• [TEXT]:
▼

I’d like to think all women are great to work with, I really, really would.
One of the main reasons I got out of Corporate America was because, upon discovering that I was to be subordinate to a woman, I would break out into chills and cold sweats. You see, I don’t “do” shameless sycophant well, AT ALL. I find it physically painful to fawn all over an insecure boss, hang on her every word, shower her with compliments about her new hair color and beg her to tell me where she gets her nails done.
The worst boss I ever had was a woman, and she damn near caused me a nervous breakdown. I was a struggling single parent at the time, and she, of course childless at the time, was completely insensitive to my work-hour constraints–I had to be at Maxi Me’s preschool before 6:00 PM or have to pay through the nose in after-hour fees, which I could not afford. I also didn’t want my child languishing at the school, the only one who hadn’t been picked up. So she would send me to long-distance trips to San Diego (1.5 hours away with no traffic; 3,ooo hours during rush hour), Los Angeles and Orange County for the all-day escapades to keep the clients happy, but if I wasn’t done with my work by 4PM, I’d sweat bullets because Southern California traffic is the first circle of Dante’s Inferno. She’d openly tell me that she didn’t think I deserved the salary I was hired with, and would say so in the presence of the other junior executives at my level, so they would hate me too. She’d throw me under the bus whenever possible, and was in general, the biggest bitch I’d ever met in my life. I’m not one to hold a grudge, but to this day I loathe her.
Anyway, enough about me and the horrible boss that almost cost me my sanity. I know I’m not alone, and now it’s confirmed. Psychologist Meredith Fuller is set to publish at book called, “Working with Bitches: Identify the Eight Types of Office mean Girls and Rise Above Workplace Nastiness.”

▲

(Natural-language object grounding data)
▼

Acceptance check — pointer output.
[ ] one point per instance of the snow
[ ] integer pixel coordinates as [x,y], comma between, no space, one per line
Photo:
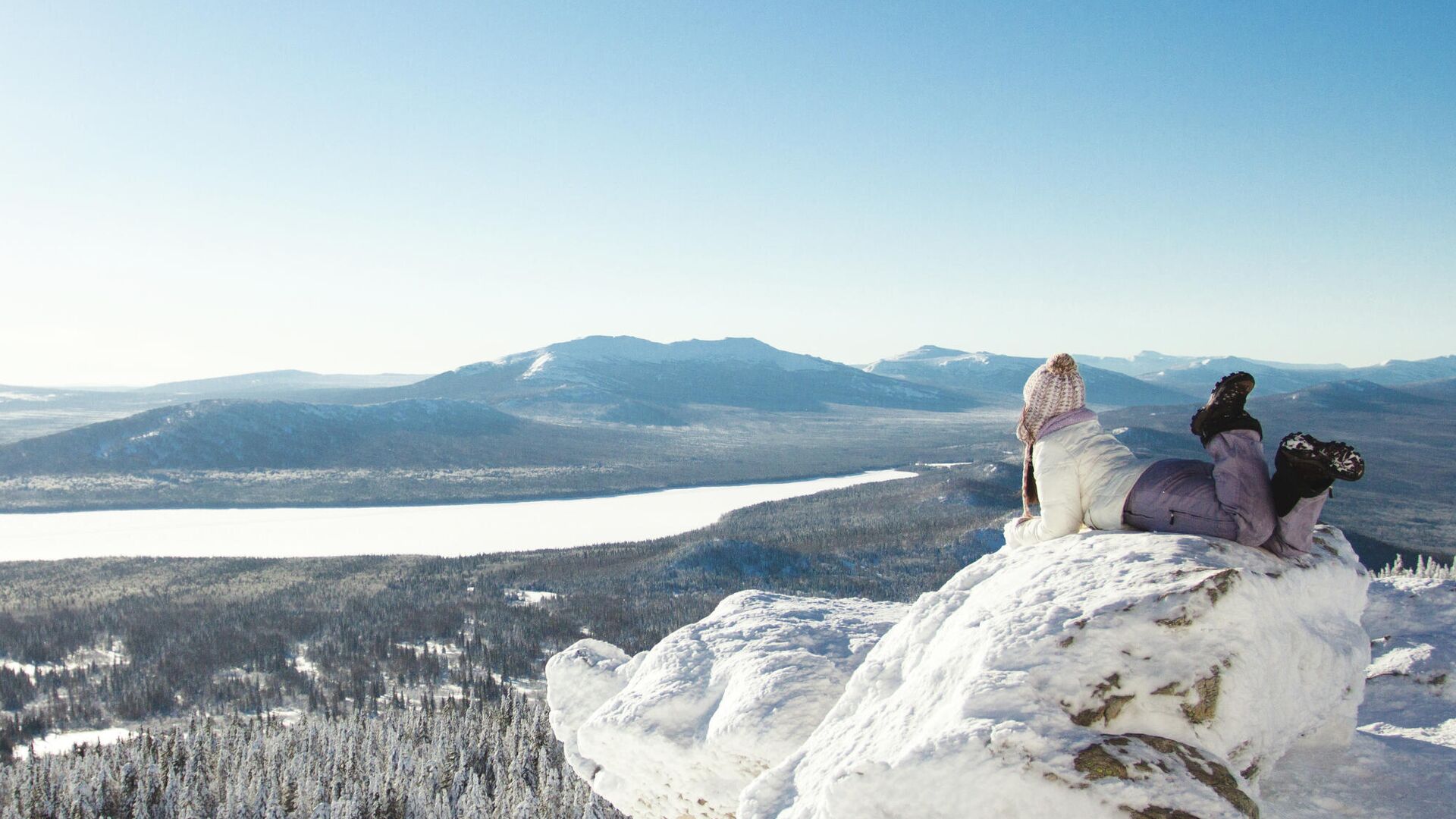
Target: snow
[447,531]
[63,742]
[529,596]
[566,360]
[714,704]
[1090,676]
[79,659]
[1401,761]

▲
▼

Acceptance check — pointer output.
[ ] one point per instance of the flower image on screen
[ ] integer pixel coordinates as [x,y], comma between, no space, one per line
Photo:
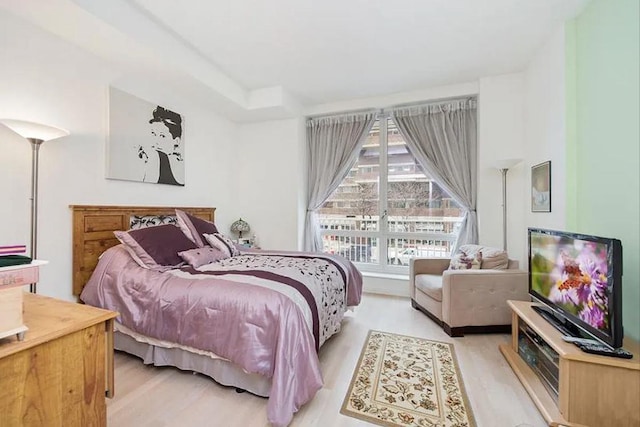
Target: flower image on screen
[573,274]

▲

• [ABOUT THIS TASK]: Rename "Corporate America" to "the corporate world" and give the part of the text about bad female bosses between "One of the main" and "her nails done.", inclusive.

• [RESULT OF THE EXERCISE]:
One of the main reasons I got out of the corporate world was because, upon discovering that I was to be subordinate to a woman, I would break out into chills and cold sweats. You see, I don’t “do” shameless sycophant well, AT ALL. I find it physically painful to fawn all over an insecure boss, hang on her every word, shower her with compliments about her new hair color and beg her to tell me where she gets her nails done.